Required actions:
- a) Decide whether each statement agrees with the Anykščiai museum page, answering yes or no and quoting the words that settle it: (i) the poet's father built the granary in 1826; (ii) the Petraška stone-painting gallery is inside the same building as the Vienuolis house; (iii) Vienuolis opened the granary to visitors in 1927.
- b) Carry on the Anykščiai museum page, picking up after its last sentence.

Travel spots in Lithuania

Antanas Baranauskas and Antanas Vienuolis Memorial Museum: Lithuania's first memorial museum, Baranauskas's granary, and the preserved home of Vienuolis

The Antanas Baranauskas and Antanas Vienuolis Memorial Museum combines three distinct experiences: a granary hewn with an axe in 1826 where the poem The Forest of Anykščiai was written, the authentically preserved house built for Vienuolis in 1925, and an exhibition of Stanislovas Petraška's stone pictures. The history of collecting matters as much as the literature here: Vienuolis opened the granary to visitors in 1927, creating Lithuania's first memorial museum. Its protective pavilion is under repair until 1 August 2026, so confirm which spaces are open before travelling.

Place
Anykščiai, Anykščiai District Municipality
Region
Anykščiai District
Type
two-writer memorial homestead with a historic granary, an authentically preserved house, and a stone-painting exhibition
Address
2 A. Vienuolio Street, Anykščiai
Coordinates
55.52701, 25.09779
Visit duration
1-1.5 hours; approximately 2 hours for an unhurried visit to the writer's house, granary, and Stanislovas Petraška exhibition
Best time
a summer weekday morning; the Baranauskas granary is closed for renewal until 1 August 2026
Names and variants

A. Baranausko ir A. Vienuolio-Žukausko memorialinis muziejus, Baranauskas and Vienuolis Museum, Antanas Baranauskas Granary, Antanas Vienuolis Memorial House

One Anykščiai museum comprises three exhibitions at two nearby addresses

The principal memorial homestead stands at 2 A. Vienuolio Street, coordinates 55.5270124, 25.0977935. The green timber house of Antanas Vienuolis shares the grounds with the Baranauskas granary, now enclosed by a protective pavilion. Stanislovas Petraška's stone-painting gallery is a short distance away at 6A Muziejaus Street, so a combination ticket does not mean three rooms inside one building.

This is more than a paired literary biography. Vienuolis himself collected objects associated with his relative Baranauskas, protected the granary, and received visitors between the wars; his own home later became a memorial in turn. The authentic homestead, grave, original furniture, and separate exhibition by a modern folk artist create several different layers of interpretation.

A crucial exception applies on 13 July 2026: the granary's protective pavilion is being repaired and its display renewed. The official closure runs until 1 August 2026. The Vienuolis house and Petraška gallery are separate spaces, but visitors should call ahead to confirm the day's available route and precisely what the ticket currently covers.

The 1826 granary was hewn without a saw or nails and moved across the Šventoji in 1839

The poet's father, Jonas Baronas, built the granary at Jurzdikas in 1826 and carved the date into its door frame. Its timbers were worked with an axe alone, without a saw or iron nails. As a working farm store, it held flax, better clothing, tools, and grain; chalk marks recording household calculations still survive on the frame.

Rows:
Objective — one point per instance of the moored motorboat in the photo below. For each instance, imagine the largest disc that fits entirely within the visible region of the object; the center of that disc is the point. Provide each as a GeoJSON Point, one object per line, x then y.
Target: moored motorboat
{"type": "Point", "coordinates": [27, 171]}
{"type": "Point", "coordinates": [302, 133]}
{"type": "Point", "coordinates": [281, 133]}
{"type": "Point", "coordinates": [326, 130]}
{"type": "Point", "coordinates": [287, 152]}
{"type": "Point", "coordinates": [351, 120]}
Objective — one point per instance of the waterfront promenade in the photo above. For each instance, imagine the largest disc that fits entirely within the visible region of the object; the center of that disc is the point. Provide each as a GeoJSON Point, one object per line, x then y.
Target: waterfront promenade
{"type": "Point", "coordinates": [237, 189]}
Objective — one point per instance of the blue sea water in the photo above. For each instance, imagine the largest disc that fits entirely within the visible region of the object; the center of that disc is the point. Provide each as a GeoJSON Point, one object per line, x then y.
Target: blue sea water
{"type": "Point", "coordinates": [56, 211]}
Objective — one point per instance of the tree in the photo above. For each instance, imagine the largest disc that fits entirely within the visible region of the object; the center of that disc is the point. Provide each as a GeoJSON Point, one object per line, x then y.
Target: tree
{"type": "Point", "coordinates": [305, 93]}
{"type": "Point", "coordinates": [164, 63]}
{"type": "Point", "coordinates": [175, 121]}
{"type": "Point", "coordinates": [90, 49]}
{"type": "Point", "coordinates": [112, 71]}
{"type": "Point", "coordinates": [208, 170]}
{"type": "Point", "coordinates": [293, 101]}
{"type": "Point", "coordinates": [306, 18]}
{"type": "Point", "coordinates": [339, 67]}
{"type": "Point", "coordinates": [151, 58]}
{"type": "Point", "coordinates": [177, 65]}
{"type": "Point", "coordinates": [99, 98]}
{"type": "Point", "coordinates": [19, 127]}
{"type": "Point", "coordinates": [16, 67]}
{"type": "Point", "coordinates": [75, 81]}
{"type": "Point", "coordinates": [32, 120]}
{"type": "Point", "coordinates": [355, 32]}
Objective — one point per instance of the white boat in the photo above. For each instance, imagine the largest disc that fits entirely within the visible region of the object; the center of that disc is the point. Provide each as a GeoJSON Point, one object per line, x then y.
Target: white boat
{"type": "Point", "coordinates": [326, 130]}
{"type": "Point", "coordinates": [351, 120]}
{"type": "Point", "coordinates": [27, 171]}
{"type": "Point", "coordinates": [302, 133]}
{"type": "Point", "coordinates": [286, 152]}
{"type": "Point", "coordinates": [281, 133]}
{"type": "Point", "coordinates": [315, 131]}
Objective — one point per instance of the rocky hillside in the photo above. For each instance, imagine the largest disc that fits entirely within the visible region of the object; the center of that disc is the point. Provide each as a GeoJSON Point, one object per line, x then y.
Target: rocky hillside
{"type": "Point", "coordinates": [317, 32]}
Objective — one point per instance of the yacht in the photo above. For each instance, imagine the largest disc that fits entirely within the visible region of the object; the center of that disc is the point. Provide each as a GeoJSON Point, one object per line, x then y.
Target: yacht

Answers to the exercises:
- a)
(i) Yes: "The poet's father, Jonas Baronas, built the granary at Jurzdikas in 1826"
(ii) No: "Stanislovas Petraška's stone-painting gallery is a short distance away at 6A Muziejaus Street, so a combination ticket does not mean three rooms inside one building."
(iii) Yes: "Vienuolis opened the granary to visitors in 1927, creating Lithuania's first memorial museum."

- b)
The family dismantled the building in 1839 and transferred it to its present site at Ažupiečiai on the opposite bank of the Šventoji. Larger numbered logs were floated along the river and smaller parts carried. This move explains why an agricultural building of 1826 now stands beside Vienuolis's house of 1925, although the two originated in different homesteads.

While studying at the seminary in Varniai, Baranauskas read and worked in the granary during his holidays. He wrote the two parts of his poem Anykščių šilelis, known in English as The Forest of Anykščiai, here in the summers of 1858 and 1859. The structure therefore matters not as a generic tableau of rural life but as the documented birthplace of a particular work.

Vienuolis opened the granary in 1927 and began Lithuania's first memorial museum

Antanas Žukauskas-Vienuolis inherited the Baranauskas homestead plot in 1921 and undertook to preserve the granary. He collected objects belonging to the poet and family, including furniture, a suitcase, violin, bed, dowry chest, shelf, and weapons associated with the 1863 Uprising. They gave the building memorial content, though not every object belonged to its original agricultural use.

On 1 May 1927, Vienuolis began a visitor book and formally opened the collection. The institution identifies it as Lithuania's first memorial museum. From 1945 until his death in 1957, Vienuolis served as its official director, making the site's creator, custodian, and first guide one and the same person.

Construction of a pavilion to protect the granary began in 1957 to a design by architect Ignas Kvašys and ended in 1958, after Vienuolis's death. The timber structure itself was conserved in 1976. The shell shelters a fragile building from precipitation and changing temperatures, but also alters its appearance: visitors first see a twentieth-century pavilion, with the old granary revealed inside.

The house of 1925 preserves Vienuolis's study at the time of 17 August 1957

After approximately twenty years abroad, Vienuolis returned to Anykščiai in 1922 and designed a family home with his wife on the inherited Baranauskas property. Completed in 1925, the green timber house has white window trim, a glazed veranda and balcony, several gables, a sheet-metal roof, brick chimney, and fieldstone base. The writer lived here until his death.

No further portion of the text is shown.